** Task statement **
Retype the records below verbatim, everything from the line containing "For every instance of the speckled" down to the end of the records, including both ends.

─── Data lines

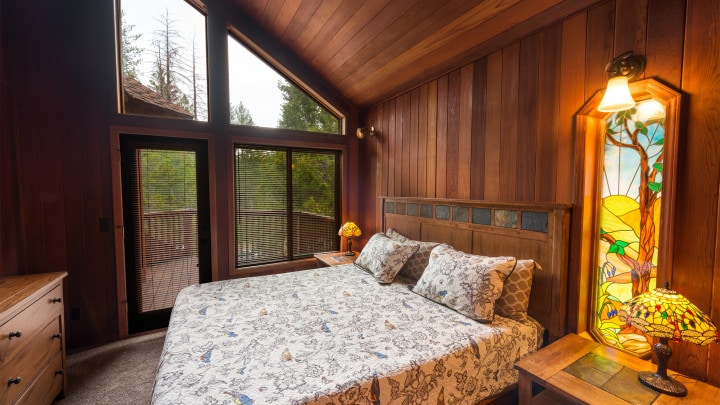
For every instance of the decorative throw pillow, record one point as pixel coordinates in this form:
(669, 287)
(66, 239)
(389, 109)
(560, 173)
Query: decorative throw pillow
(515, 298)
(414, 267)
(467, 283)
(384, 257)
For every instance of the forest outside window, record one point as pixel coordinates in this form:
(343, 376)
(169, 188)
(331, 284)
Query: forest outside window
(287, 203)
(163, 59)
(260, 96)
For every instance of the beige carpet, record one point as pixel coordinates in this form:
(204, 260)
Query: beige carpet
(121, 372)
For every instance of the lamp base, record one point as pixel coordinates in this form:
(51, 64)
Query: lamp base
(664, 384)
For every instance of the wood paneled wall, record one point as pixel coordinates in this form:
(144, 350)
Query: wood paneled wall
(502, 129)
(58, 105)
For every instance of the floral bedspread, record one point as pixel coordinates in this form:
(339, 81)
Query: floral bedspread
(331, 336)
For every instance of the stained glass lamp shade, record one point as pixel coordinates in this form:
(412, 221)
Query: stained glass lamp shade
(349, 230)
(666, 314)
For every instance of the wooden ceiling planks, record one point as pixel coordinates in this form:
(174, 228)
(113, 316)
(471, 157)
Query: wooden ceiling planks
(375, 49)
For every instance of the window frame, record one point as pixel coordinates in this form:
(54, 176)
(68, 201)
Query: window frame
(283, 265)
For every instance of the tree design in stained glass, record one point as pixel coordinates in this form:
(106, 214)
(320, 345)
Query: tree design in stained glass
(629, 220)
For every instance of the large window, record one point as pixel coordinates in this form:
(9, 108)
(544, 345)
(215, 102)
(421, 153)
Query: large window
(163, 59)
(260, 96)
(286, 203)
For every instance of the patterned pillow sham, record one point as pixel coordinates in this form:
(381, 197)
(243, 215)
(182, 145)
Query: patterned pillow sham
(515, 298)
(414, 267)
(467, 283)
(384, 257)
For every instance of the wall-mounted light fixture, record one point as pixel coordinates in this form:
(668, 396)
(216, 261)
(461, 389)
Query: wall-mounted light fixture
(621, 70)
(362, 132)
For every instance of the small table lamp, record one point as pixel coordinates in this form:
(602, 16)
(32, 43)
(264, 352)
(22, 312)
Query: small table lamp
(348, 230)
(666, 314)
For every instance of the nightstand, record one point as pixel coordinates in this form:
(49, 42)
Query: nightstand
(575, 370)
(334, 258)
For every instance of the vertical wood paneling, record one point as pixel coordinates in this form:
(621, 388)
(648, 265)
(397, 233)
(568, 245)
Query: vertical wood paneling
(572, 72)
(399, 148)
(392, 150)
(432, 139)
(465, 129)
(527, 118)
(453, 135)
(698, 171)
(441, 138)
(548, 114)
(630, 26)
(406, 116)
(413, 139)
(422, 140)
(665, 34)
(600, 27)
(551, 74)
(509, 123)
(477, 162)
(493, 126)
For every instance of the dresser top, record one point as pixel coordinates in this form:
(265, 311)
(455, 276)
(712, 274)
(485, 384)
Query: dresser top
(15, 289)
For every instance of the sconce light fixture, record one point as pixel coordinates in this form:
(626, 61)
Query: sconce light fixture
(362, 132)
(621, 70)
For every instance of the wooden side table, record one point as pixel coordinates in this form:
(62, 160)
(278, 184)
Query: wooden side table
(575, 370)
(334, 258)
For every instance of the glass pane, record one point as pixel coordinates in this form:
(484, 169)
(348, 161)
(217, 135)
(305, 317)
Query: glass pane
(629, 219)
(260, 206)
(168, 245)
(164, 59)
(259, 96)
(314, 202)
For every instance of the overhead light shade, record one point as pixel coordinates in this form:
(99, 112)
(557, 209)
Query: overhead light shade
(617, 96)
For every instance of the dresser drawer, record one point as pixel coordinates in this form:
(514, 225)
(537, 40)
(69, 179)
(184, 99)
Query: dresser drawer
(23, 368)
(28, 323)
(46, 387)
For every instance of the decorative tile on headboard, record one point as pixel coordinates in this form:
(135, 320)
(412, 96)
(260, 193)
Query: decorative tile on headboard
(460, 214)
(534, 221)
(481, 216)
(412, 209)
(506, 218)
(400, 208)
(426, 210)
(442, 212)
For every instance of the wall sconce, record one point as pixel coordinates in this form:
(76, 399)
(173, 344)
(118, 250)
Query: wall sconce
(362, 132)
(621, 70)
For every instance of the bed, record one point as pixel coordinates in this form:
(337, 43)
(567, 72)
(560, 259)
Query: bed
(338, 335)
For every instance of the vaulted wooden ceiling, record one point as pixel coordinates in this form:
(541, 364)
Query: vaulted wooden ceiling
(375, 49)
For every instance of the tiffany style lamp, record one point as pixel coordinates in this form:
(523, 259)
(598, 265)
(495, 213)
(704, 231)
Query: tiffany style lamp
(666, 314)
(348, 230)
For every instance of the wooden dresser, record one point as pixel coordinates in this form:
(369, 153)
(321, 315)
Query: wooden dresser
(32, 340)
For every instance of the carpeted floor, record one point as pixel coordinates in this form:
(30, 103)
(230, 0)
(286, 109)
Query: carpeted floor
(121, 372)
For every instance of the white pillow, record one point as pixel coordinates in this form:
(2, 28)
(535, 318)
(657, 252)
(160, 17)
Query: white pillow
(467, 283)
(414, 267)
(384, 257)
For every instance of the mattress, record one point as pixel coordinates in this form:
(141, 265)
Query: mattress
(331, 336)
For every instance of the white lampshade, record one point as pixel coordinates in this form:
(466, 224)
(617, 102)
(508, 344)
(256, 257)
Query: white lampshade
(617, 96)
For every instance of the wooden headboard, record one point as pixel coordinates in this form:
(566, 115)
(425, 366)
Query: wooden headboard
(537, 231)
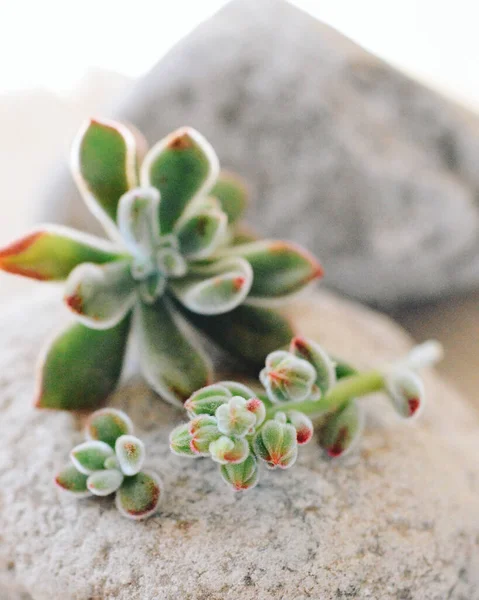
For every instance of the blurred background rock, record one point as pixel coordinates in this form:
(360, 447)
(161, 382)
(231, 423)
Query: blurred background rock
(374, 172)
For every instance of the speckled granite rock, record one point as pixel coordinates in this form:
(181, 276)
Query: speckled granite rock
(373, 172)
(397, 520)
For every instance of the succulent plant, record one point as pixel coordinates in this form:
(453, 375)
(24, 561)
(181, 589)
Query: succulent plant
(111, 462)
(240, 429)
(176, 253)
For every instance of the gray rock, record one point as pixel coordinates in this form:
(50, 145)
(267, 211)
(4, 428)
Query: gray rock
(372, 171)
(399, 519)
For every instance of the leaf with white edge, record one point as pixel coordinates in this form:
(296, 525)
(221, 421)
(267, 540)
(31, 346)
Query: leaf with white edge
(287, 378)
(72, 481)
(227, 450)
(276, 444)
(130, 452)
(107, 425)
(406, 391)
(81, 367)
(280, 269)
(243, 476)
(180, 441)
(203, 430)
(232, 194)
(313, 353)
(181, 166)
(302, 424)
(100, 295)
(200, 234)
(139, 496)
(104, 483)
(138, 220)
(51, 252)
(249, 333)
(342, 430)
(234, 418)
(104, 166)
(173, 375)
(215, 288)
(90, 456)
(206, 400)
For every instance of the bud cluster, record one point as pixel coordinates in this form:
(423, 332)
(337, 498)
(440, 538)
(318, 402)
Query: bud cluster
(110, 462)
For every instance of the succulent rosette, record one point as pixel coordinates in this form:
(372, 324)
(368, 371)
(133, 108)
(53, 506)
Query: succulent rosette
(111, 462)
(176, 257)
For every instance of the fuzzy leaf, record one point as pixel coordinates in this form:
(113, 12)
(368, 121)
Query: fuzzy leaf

──────

** Task output **
For every instance of the speckled granite rock, record one point as pixel coordinates in this form:
(181, 276)
Query: speckled granite rock
(373, 172)
(397, 520)
For every instance of the succulent plant, record one point as pixel coordinates in this form:
(453, 375)
(24, 561)
(181, 589)
Query: succulent plant
(111, 462)
(240, 429)
(176, 253)
For every instance of the gray rock, record one point as pixel coordinates in this form:
(50, 145)
(267, 211)
(4, 428)
Query: gray rock
(372, 171)
(399, 519)
For every instance of the leaf with white edge, record one point as pixel coordinates in this form:
(296, 525)
(221, 421)
(267, 540)
(31, 346)
Query: leaf with white edge
(287, 378)
(72, 481)
(227, 450)
(276, 444)
(130, 452)
(107, 425)
(406, 391)
(81, 367)
(280, 269)
(243, 476)
(180, 441)
(203, 430)
(232, 194)
(313, 353)
(181, 166)
(302, 424)
(100, 295)
(200, 234)
(139, 496)
(104, 483)
(138, 220)
(51, 252)
(249, 333)
(342, 430)
(234, 418)
(104, 166)
(173, 375)
(215, 288)
(90, 456)
(206, 400)
For every instance of the bud cluster, record one point as pixel coordinates in this form:
(423, 332)
(337, 498)
(440, 538)
(318, 402)
Query: bud cluster
(110, 462)
For every instance of the succulent rosette, record one point as pixel coordinates in this form:
(372, 324)
(368, 371)
(133, 108)
(53, 506)
Query: succulent rosette
(111, 462)
(176, 257)
For every instance of the fuzzy leaf, record one point as pixel coordinates in this form:
(113, 12)
(368, 121)
Query: fuzzy leaf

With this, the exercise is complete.